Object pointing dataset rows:
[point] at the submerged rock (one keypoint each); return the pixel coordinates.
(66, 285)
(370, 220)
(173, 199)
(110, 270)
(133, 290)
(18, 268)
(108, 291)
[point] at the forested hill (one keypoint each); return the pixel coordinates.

DIRECTIONS FOR THIS TASK - Reproduce every one of the items above verbatim, line for line.

CORRECT OUTPUT -
[point] at the submerged rock (one keypoint each); return the pixel coordinates.
(66, 285)
(370, 220)
(173, 199)
(110, 270)
(133, 290)
(18, 268)
(108, 291)
[point] at the forested hill (one keypoint each); return the pixel coordinates.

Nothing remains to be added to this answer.